+++ PAGE TEXT

Gero originated from Saxony, probably a son of the Billung count Christian (d. 950), who ruled in the Eastphalian Nordthüringgau and Schwabengau as well as over the adjacent lands of Serimunt in the Marca Geronis. He and his brother Margrave Thietmar of Meissen were the sons of Christian's marriage with Hidda, sister of Margrave Gero the Great.

In 969, Gero was elected Archbishop of Cologne by the cathedral chapter. According to the medieval chronicler Bishop Thietmar of Merseburg, he at first met with opposition from the Emperor Otto the Great. In late 971, he was an ambassador to the Byzantine court in Constantinople, in order to arrange the marriage of Otto's heir, Otto II, to the Byzantine princess Theophanu in April 972 in Rome. On that journey he also brought back some relics of Saint Pantaleon for the dedication of the new St. Pantaleon's Church in Cologne. In 972 he attended a synod at Ingelheim, and the next year was present at the emperor's funeral.

++++++
+++ RAW DATA

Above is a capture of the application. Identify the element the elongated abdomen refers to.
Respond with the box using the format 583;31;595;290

++++++

(PROMPT 1)
Set down the part of the text about Gero that runs from the words "Gero originated from" through the words "Gero the Great.", copying it word for word, starting at the first and ending at the second.
(PROMPT 2)
Take the text about Gero further, picking up after its last sentence.

(FINAL ANSWER 1)
Gero originated from Saxony, probably a son of the Billung count Christian (d. 950), who ruled in the Eastphalian Nordthüringgau and Schwabengau as well as over the adjacent lands of Serimunt in the Marca Geronis. He and his brother Margrave Thietmar of Meissen were the sons of Christian's marriage with Hidda, sister of Margrave Gero the Great.

(FINAL ANSWER 2)
On 29 August 970, he and his brother Thietmar donated part of their inheritance for the foundation of a monastery at Thankmarsfelde. By 975 (probably in 971), this became a royal monastery and was moved (in 975) to Nienburg, a site in the founders' familial lands, where it would serve as a missionary base for work amongst the Polabian Slavs. In 974, Gero established the monastery of Gladbach at the site of a former church, which had been destroyed during the Hungarian incursions.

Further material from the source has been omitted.